▸ PAGE TEXT
----

The truth is that for large long lived projects, maintainability (and thus project longevity – through resistance to entropy) is driven primarily by four things:  (1) Good requirements and initial design, (2) Development of well designed and layered generalized abstraction libraries organized as packages, (3) Good coding standards, rigorously enforced, (4) Pervasive (and maintained) module tests for all packages (5) Other adaptivity techniques (see other posts on this site e.g., here).

We have discussed (1) and (5) in previous posts and have illustrated (2) throughout this blog, so in this post I want to look at the important subject of coding standards (3) in more depth.  We will look at Mitopia’s module test approach (4) in a future post.


The Basics

We will use the simple function above to illustrate a number of MitoSystems’s basic coding standards:

  • Every practical compiler warning should be turned on and treated as an error requiring correction before the code can execute.  This practice alone, forces the code to be more explicit and maintainable and avoids time wasting in debugging.  Static code analysis should be run regularly.

----

▸ GIVEN DATA

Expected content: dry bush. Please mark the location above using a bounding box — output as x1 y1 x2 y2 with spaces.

----

▸ TASKS TO PERFORM
1: Can you copy the passage on coding standards word for word, starting at "We have discussed" and ending at "be run regularly."?
2: Could you carry on the passage on coding standards from its last sentence?

▸ IN RESPONSE
1:
We have discussed (1) and (5) in previous posts and have illustrated (2) throughout this blog, so in this post I want to look at the important subject of coding standards (3) in more depth.  We will look at Mitopia’s module test approach (4) in a future post.


The Basics

We will use the simple function above to illustrate a number of MitoSystems’s basic coding standards:

  • Every practical compiler warning should be turned on and treated as an error requiring correction before the code can execute.  This practice alone, forces the code to be more explicit and maintainable and avoids time wasting in debugging.  Static code analysis should be run regularly.

2:
  • Code relating to the same abstraction all goes into the same source file forming a module or package, and every function (internal or external) starts with the identical 2 or 3 letter prefix (in this case LX_ for the package Lex – Lexical analysis).  This convention rapidly clues the reader into what kind of thing a particular call might be doing (for example SS_ is the prefix for the searching & sorting package).  All internal package functions (i.e., those not exposed outside the package – the bulk usually) are declared ‘static’ and where possible appear before they are used so that no separate function prototype needs to be declared (and maintained).  The average number of source lines in all files (code and header) for Mitopia is around 3,000 some complex packages can be up to 15-20 thousand lines.  Encapsulation (and hiding) into logical packages is the goal, regardless of the resulting file size.
  • Every function is preceded by a standard function header comment giving the function name, description, notes, keywords (optional), and related functions (see also).  Before the function is even written, this function header and the description of what it does and how should first be completed.  Having to explain something in English goes a long way to clarifying exactly what it is supposed to be for.  Simple private functions may scrimp on this description.  This description should be updated whenever changes to the code require it.  For the investment of a few minutes prior to writing the code, one saves the author and those that follow hours of wasted time.  The function header comment contains key alignment marks (the ‘-‘ chars as opposed to the ‘+’ chars) to facilitate the creation of aligned prototypes and comments.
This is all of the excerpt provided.